Angola Table of Contents
The Ministry of Justice administered the civil legal and penal systems, although its jurisdictional boundaries with the Ministry of State Security, the Ministry of Interior, the Ministry of Defense, and the regional military councils were unclear. The civilian court system, known as the People's Revolutionary Tribunal (Tribunal Popular Révolucionario), was established in 1976 to deal with capital offenses against national security. These courts had jurisdiction over crimes against the security of the state, mercenary activities, war crimes, and so-called crimes against humanity, and they could unilaterally assume jurisdiction over any criminal case that had a significant impact on national security (see Judicial System , ch. 4). Such tribunals, composed of three to five judges, were established in each provincial capital but administered by a national directorate in Luanda. In late 1988, Fernando José de Franca Dias Van Dúnem had been minster of justice since February 1986, when he had succeeded Diógenes Boavida.

Records provided:
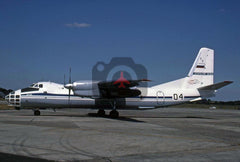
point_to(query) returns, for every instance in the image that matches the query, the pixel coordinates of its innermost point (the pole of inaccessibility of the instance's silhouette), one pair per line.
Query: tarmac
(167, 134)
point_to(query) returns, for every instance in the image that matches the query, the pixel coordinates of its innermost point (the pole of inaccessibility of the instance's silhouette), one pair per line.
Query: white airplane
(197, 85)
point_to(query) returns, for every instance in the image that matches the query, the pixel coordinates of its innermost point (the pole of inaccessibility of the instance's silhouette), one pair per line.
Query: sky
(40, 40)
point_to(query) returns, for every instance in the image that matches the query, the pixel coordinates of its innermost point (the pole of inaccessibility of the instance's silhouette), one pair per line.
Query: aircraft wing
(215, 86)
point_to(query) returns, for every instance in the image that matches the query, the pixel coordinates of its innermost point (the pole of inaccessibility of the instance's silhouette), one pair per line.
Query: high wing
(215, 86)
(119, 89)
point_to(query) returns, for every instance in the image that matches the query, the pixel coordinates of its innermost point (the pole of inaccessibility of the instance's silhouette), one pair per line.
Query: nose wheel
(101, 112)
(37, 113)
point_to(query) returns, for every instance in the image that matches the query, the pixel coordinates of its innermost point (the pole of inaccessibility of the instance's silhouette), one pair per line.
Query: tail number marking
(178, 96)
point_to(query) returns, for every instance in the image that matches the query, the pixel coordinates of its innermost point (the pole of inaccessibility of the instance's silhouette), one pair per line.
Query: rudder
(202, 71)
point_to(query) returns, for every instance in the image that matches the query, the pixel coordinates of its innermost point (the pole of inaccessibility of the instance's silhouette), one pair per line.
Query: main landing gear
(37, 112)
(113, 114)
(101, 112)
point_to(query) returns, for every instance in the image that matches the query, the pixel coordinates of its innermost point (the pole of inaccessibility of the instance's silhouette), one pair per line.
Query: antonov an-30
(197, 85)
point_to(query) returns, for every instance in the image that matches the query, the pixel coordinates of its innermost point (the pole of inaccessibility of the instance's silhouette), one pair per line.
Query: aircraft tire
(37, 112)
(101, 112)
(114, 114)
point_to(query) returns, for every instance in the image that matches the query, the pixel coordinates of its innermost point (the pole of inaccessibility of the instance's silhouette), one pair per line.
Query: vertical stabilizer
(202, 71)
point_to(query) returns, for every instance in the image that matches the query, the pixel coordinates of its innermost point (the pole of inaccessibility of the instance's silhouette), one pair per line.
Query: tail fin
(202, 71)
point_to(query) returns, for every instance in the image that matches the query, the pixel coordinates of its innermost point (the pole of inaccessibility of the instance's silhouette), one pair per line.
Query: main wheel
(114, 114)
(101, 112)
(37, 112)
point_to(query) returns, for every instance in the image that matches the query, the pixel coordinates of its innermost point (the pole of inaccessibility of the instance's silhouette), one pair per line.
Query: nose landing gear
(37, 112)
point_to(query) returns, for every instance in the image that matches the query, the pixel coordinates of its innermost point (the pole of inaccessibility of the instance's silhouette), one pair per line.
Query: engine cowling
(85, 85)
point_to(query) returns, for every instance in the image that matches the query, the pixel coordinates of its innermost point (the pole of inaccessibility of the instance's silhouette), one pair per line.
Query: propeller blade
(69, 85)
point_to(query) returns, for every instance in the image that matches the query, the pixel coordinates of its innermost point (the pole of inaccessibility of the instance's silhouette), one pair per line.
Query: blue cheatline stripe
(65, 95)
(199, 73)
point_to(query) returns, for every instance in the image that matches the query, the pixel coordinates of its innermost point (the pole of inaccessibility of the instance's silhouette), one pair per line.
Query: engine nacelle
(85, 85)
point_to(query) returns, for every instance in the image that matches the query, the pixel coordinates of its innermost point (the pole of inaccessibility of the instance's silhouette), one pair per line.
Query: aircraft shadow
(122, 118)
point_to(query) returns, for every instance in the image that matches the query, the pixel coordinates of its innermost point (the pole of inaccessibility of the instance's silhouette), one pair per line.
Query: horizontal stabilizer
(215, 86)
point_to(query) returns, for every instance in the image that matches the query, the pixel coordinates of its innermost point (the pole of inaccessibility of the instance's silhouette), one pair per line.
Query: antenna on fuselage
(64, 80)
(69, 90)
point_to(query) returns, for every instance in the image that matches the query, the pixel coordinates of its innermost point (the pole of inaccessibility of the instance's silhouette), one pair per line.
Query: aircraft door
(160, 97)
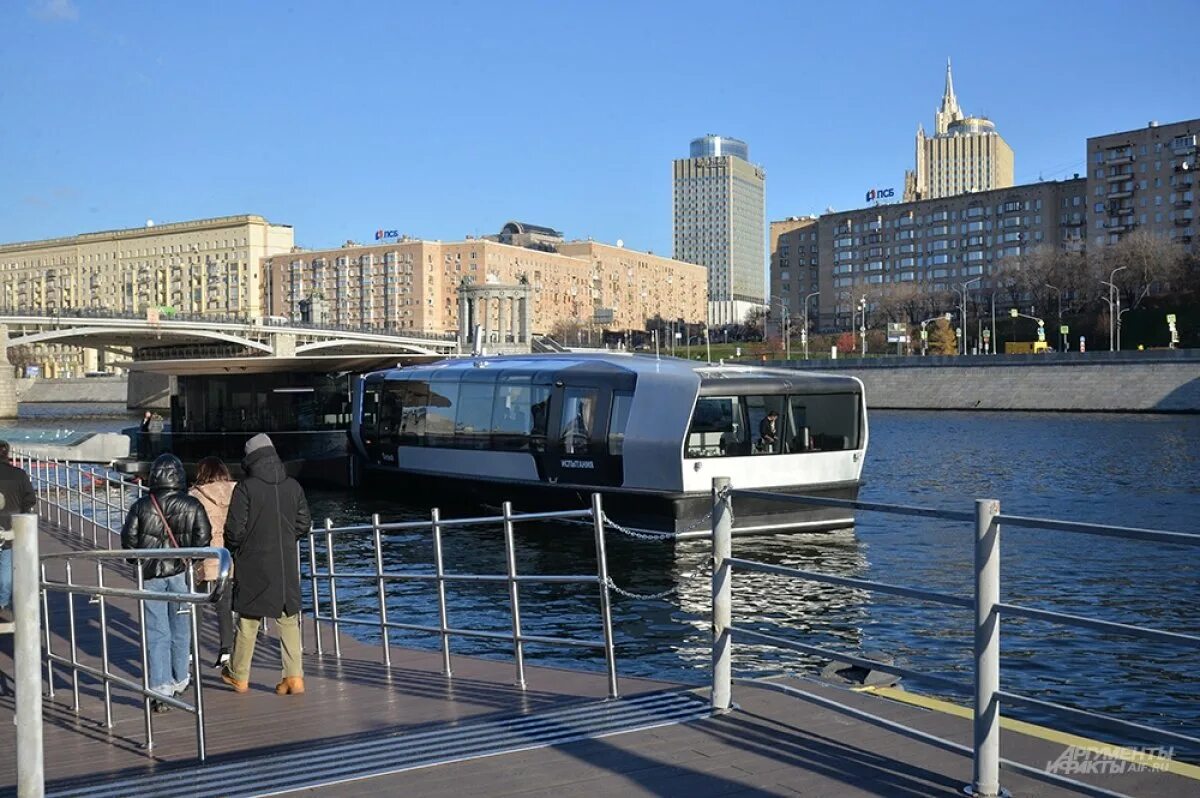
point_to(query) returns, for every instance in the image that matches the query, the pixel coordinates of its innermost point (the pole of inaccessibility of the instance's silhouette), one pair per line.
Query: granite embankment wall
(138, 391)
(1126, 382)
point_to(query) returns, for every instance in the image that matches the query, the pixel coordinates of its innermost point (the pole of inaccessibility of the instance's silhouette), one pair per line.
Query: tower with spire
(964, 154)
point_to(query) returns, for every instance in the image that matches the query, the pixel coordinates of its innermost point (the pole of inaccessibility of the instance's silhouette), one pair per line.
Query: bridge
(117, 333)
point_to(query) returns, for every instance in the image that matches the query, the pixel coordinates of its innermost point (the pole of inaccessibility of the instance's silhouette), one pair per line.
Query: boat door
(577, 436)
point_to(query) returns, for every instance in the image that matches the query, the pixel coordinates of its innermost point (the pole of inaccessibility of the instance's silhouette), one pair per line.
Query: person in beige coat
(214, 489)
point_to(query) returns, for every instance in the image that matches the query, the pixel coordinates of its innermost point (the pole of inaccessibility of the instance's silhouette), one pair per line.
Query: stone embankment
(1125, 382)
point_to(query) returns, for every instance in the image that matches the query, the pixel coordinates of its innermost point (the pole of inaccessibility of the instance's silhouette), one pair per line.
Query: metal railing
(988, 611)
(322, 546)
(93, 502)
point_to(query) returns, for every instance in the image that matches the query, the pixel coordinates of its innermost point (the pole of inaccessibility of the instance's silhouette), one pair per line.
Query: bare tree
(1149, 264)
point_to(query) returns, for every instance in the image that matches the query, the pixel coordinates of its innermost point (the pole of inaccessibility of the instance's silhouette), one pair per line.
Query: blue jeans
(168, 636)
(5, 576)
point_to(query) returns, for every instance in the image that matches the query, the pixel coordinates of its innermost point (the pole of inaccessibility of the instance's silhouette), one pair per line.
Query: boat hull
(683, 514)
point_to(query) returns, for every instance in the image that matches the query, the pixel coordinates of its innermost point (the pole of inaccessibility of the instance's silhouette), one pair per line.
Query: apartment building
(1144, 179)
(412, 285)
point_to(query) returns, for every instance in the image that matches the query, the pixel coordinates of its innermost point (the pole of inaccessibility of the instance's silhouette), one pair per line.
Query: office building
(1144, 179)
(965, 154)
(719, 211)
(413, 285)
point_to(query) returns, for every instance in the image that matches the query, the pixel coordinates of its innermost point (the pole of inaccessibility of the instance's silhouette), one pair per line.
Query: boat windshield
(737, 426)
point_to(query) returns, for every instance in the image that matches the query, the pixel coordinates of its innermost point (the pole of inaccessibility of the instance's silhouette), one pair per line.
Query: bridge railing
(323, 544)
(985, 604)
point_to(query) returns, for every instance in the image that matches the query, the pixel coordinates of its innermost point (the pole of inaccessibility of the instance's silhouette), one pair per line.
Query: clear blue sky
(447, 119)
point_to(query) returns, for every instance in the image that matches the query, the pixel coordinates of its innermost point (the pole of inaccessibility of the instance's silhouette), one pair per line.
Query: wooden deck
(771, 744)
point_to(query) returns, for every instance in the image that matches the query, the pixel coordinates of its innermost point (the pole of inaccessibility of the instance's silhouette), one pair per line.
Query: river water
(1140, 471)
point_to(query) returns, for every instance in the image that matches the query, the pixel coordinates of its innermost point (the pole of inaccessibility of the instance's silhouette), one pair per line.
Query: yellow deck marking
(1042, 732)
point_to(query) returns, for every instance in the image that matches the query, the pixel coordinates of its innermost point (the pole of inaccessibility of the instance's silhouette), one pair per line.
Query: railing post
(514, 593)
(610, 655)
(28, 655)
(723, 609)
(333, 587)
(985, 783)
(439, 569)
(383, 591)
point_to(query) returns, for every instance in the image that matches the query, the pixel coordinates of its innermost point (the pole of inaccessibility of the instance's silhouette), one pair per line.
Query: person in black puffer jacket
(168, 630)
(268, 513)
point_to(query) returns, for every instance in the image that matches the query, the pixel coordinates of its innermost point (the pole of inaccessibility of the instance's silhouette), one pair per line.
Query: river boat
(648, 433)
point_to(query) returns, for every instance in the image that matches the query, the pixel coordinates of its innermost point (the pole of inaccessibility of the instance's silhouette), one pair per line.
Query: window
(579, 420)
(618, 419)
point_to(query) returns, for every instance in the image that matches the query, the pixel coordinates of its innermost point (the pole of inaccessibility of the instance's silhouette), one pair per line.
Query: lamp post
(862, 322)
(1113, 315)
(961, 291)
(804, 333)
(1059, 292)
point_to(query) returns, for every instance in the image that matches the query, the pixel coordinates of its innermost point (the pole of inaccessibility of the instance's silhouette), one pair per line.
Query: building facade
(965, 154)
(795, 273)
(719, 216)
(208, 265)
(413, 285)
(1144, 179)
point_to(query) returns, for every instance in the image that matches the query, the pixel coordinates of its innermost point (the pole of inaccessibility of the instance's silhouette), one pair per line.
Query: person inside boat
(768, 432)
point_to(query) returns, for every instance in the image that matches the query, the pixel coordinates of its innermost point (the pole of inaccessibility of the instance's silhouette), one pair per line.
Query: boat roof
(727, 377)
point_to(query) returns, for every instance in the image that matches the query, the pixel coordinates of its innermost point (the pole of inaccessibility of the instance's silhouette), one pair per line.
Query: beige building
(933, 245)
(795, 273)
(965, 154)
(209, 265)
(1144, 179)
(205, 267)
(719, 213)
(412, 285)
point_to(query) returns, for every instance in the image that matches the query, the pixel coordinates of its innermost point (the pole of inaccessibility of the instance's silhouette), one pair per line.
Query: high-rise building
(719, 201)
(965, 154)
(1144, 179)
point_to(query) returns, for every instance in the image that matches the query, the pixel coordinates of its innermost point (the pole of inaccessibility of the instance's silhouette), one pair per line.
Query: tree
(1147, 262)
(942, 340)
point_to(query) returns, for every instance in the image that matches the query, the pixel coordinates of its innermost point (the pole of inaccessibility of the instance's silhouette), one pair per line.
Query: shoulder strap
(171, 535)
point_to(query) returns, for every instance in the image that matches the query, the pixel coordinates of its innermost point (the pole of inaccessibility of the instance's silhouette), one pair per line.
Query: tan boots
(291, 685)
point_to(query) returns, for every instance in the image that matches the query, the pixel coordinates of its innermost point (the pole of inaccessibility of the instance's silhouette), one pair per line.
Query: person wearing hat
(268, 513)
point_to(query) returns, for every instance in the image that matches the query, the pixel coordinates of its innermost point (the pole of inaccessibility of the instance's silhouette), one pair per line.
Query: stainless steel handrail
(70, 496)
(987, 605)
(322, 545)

Work order 1: List every ministry named in the passage on Angola's justice system.
Work order 2: Proceed with the passage on Angola's justice system, beginning after its final sentence.

Your response 1:
Ministry of Justice
Ministry of State Security
Ministry of Interior
Ministry of Defense

Your response 2:
In 1983 military tribunals were set up in each military region and empowered to try crimes against the security of the state, including alleged offenses committed on behalf of UNITA such as terrorism, espionage, treason, sabotage, destabilization, and armed rebellion; "economic crimes" such as speculation, hoarding, and currency violations; disobedience of directives from the regional military council; and other acts that might "damage or endanger the interests of collective defense and security." The independence of the judicial structure and process was severely circumscribed by political control of the court system and the fact that the judges of the military tribunals were military officers whose appointment, reassignment, and removal were controlled by the minister of defense. Military courts frequently handed down death sentences, which were usually carried out by firing squad. Although persons sentenced to death by military courts were legally entitled to automatic appeal to the Armed Forces Military Tribunal, the highest military court, such appeals were not known to have been lodged.
Article 23 of the Constitution provides that citizens shall not be arrested and tried except in accordance with the terms of law and states the right of accused persons to legal defense. However, the extent to which these provisions were observed was uncertain. Amnesty International, a human rights organization, reported the detention without charge or trial of dozens of political prisoners and trials by military tribunals of hundreds who were not given adequate opportunity to prepare their defense or appeal sentences.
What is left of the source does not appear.